• The problem: Copy the piece on teenage resumes from "When should a" up to and including "is really needed.", swapping "summer jobs" for "part-time jobs".

• Provided passage:
◇ ◇ ◇ ◇
When should a Teenager Create A Resume?
How many of us created our resumes just before needing it the first time? Was it the night prior to that big interview? How about when faced with that discouraging “upload resume” button on a job search website?
It’s a mad scramble to desperately cobble something together attempting to recall all those names and dates. It is not expected from applicants looking for summer jobs, therefore, it is put off until “after graduation” when it is really needed.
AN ALTERNATIVE PHILOSOPHY
Build your resume as soon as something eventful occurs in your life; an award, a summer job or some special recognition.
You may be surprised how easy it is to forget your accomplishments. What was the name of your supervisor at Starbucks? Phone number? What was that writing award in 9th grade? Which committee in High School did you join and what were your major accomplishments? Where did you volunteer last summer and what did it teach you?
Get it all on your resume from the smallest accomplishments to the big ones. Include all the details – you can always edit it down later. Of course, you may remove entire items from your resume as you continue growing your list of accomplishments and job experience. It’s much easier to remove an item than to add one a year later when the details are hazy.
Building a resume can become a self-fulfilling prophesy. What is a resume? It’s a reflection of what you have achieved as your life and career marches along. It’s a mirror that a potential employer holds up to their job description and company culture to receive a first impression.
◇ ◇ ◇ ◇
• Data shown:
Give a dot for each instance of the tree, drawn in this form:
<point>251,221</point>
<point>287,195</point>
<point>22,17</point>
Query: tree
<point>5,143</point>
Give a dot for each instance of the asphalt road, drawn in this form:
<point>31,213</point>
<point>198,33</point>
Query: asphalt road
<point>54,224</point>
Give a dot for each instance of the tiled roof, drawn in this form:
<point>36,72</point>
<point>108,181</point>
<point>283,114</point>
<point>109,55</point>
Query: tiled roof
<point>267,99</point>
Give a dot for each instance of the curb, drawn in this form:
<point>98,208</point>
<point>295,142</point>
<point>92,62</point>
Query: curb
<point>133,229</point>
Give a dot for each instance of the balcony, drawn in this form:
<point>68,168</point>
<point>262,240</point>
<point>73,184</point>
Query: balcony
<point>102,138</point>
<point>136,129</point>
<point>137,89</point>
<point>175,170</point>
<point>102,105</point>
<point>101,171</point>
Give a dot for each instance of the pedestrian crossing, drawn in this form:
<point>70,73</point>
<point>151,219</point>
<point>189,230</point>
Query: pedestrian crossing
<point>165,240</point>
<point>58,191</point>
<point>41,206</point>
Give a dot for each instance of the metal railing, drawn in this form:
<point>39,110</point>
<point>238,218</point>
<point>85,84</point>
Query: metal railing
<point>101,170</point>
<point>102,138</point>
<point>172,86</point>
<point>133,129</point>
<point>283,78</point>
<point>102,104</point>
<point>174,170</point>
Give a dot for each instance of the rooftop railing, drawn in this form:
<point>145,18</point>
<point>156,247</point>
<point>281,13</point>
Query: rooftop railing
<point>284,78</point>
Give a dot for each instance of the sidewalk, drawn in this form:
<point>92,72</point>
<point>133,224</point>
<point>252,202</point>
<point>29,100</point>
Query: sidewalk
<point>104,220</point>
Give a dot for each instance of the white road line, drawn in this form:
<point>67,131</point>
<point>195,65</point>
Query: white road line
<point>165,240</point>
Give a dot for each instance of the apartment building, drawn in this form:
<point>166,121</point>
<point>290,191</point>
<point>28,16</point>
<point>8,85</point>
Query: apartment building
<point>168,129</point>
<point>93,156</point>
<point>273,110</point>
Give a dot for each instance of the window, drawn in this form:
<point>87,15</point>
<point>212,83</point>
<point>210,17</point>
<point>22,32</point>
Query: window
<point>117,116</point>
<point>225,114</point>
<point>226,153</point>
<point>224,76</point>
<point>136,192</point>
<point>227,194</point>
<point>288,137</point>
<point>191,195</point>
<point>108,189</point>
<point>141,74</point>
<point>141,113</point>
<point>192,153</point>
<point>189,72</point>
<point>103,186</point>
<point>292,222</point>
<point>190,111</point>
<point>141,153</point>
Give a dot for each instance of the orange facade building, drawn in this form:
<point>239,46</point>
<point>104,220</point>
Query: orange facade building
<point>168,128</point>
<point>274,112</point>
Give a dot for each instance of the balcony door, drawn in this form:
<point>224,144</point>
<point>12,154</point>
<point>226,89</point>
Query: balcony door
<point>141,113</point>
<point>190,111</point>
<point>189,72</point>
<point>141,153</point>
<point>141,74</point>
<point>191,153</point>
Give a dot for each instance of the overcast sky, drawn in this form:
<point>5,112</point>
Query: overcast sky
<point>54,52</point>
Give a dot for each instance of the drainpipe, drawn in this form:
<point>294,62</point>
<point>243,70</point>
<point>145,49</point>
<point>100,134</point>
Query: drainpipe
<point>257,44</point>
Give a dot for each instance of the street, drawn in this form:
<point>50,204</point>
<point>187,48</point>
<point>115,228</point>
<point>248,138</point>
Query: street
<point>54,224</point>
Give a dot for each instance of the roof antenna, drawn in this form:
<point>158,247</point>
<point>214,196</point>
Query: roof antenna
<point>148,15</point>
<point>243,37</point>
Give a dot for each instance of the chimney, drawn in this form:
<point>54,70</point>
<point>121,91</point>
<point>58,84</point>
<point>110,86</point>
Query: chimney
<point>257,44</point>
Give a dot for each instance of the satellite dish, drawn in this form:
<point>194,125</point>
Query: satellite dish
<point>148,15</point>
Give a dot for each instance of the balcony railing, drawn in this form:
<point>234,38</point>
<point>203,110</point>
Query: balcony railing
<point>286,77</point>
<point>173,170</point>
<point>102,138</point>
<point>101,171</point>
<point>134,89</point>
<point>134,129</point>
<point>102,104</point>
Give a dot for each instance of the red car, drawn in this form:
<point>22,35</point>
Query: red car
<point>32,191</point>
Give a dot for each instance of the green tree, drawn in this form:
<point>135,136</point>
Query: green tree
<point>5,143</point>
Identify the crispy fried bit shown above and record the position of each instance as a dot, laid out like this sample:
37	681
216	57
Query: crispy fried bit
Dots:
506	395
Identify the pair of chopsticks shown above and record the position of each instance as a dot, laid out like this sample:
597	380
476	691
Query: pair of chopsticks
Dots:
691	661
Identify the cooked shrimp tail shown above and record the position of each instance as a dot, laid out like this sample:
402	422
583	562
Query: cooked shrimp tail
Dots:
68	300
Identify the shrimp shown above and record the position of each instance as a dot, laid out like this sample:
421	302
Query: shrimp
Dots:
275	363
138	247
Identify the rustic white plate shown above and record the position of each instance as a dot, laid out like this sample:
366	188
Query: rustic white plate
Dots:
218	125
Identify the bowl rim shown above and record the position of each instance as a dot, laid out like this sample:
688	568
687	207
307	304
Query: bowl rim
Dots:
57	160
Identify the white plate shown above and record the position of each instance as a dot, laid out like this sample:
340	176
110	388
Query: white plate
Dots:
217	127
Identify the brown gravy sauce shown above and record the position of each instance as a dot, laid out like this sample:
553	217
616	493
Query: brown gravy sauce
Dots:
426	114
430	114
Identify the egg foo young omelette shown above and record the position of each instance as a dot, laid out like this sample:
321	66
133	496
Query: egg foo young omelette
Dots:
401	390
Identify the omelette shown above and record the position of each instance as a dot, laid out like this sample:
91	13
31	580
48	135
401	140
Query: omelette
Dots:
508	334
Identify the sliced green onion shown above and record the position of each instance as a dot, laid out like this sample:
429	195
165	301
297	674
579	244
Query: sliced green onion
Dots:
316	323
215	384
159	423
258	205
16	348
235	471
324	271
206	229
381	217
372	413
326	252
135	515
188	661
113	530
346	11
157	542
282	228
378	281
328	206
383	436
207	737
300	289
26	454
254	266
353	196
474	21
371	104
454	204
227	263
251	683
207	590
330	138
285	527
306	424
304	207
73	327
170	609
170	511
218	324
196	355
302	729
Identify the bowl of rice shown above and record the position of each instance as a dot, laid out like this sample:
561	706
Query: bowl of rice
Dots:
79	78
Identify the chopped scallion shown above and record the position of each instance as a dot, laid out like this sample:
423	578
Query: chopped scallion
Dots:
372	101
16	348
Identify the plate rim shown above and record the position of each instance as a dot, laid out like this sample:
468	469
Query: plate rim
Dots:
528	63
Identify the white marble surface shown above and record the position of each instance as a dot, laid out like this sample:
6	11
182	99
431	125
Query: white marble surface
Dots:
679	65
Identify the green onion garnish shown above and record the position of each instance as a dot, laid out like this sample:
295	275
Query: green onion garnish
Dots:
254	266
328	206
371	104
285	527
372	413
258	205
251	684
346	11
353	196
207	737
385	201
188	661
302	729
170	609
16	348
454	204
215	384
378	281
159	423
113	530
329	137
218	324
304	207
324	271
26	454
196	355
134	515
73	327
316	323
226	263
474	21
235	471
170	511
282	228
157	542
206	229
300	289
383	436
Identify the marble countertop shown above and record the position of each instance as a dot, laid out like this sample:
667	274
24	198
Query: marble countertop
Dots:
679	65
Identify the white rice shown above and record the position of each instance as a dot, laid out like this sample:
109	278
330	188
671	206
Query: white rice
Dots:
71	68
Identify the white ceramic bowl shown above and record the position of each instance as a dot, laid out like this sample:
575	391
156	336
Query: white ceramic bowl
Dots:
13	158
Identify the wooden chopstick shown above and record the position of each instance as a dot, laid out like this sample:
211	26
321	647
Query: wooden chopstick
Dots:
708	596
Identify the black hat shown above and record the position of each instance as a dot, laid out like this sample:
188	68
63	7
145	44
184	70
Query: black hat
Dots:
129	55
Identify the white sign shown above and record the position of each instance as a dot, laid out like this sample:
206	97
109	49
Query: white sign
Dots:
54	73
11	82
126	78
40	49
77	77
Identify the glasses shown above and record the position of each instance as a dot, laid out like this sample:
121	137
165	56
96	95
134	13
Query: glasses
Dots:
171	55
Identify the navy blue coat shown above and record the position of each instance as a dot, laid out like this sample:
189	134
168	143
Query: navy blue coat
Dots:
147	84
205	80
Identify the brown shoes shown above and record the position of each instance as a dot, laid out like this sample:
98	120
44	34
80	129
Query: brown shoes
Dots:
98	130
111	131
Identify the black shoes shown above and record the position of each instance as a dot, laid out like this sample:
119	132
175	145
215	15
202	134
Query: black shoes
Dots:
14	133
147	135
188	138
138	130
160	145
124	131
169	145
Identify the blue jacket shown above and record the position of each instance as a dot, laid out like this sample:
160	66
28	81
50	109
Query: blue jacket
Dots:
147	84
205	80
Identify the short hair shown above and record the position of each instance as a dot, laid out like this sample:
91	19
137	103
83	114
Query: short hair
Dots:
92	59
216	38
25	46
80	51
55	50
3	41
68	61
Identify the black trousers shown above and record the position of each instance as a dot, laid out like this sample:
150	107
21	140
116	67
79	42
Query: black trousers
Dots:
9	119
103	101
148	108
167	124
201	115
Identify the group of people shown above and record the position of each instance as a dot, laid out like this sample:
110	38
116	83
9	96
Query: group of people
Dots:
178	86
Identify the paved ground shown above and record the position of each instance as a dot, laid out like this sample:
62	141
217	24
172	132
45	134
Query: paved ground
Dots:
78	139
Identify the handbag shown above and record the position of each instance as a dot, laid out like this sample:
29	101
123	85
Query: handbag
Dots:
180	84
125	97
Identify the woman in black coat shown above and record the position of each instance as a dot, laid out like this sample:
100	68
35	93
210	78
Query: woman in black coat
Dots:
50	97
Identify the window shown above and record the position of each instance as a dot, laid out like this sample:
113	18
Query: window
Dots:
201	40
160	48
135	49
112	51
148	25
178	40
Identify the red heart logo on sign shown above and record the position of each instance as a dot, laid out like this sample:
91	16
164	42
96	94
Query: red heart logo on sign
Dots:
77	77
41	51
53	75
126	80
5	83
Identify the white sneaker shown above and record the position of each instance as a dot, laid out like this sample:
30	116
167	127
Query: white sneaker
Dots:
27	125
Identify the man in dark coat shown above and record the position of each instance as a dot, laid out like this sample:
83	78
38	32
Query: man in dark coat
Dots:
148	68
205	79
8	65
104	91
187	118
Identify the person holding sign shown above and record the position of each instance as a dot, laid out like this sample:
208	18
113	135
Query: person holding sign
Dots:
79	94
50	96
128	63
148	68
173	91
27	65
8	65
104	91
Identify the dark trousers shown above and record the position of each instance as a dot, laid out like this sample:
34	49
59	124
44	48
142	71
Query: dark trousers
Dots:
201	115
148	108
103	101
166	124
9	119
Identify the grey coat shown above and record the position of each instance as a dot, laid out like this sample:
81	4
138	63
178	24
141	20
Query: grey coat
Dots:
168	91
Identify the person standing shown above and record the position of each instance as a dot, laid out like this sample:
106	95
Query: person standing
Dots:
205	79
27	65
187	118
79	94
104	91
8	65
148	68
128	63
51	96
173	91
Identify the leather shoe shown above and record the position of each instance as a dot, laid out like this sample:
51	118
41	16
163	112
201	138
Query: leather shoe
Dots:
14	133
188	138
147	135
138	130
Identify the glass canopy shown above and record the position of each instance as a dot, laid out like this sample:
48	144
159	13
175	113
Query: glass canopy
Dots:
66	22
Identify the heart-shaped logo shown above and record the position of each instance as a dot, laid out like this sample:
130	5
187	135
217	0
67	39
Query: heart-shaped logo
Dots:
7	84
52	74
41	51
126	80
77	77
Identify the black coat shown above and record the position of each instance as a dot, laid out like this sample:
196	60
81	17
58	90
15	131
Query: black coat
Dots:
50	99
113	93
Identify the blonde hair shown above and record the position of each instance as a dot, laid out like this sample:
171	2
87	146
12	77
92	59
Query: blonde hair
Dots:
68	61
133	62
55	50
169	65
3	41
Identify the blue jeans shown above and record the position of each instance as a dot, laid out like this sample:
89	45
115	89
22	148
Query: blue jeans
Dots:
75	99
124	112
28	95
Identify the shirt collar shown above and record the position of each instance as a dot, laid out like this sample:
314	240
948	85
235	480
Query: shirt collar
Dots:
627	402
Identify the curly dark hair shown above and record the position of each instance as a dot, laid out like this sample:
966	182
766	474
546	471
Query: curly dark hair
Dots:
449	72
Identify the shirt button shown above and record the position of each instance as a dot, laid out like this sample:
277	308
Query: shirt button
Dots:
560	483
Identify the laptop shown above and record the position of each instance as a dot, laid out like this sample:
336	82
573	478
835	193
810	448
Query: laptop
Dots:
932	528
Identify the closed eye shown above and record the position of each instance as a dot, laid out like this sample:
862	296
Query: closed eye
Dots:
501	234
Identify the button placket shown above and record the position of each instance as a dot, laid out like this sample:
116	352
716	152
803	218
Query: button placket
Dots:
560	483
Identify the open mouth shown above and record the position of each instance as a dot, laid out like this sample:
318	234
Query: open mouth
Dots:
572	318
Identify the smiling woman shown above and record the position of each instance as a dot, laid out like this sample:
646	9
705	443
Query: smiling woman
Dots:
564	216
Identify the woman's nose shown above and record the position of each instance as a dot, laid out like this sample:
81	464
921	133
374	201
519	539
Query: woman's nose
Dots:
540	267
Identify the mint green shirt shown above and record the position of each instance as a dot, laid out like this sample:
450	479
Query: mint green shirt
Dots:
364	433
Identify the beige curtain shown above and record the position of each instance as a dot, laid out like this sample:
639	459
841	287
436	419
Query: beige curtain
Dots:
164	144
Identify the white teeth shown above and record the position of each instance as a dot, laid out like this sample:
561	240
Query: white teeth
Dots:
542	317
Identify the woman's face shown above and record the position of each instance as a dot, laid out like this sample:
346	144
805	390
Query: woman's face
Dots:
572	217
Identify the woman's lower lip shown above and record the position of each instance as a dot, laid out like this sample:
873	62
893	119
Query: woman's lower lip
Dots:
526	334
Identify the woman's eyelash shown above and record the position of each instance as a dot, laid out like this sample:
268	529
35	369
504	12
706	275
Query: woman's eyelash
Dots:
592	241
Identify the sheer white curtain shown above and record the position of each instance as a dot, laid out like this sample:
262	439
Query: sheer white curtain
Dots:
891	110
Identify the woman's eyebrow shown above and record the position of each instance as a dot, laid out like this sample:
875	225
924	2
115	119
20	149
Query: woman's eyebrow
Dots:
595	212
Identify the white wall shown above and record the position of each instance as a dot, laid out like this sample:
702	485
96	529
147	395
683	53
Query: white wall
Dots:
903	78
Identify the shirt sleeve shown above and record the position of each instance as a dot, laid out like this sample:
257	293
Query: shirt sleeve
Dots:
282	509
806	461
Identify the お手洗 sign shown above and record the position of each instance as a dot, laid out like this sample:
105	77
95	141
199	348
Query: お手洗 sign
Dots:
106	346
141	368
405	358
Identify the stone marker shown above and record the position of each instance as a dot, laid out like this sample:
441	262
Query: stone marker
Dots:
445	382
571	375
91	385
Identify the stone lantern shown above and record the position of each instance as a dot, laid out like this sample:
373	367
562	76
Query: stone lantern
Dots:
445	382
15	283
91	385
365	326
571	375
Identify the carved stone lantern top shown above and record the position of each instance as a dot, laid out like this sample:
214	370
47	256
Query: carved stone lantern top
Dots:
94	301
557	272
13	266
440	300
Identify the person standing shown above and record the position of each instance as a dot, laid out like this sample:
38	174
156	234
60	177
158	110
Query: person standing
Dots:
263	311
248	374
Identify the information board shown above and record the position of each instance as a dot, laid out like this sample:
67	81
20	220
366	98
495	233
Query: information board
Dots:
◇ ◇ ◇ ◇
• Solution for this task:
When should a Teenager Create A Resume?
How many of us created our resumes just before needing it the first time? Was it the night prior to that big interview? How about when faced with that discouraging “upload resume” button on a job search website?
It’s a mad scramble to desperately cobble something together attempting to recall all those names and dates. It is not expected from applicants looking for part-time jobs, therefore, it is put off until “after graduation” when it is really needed.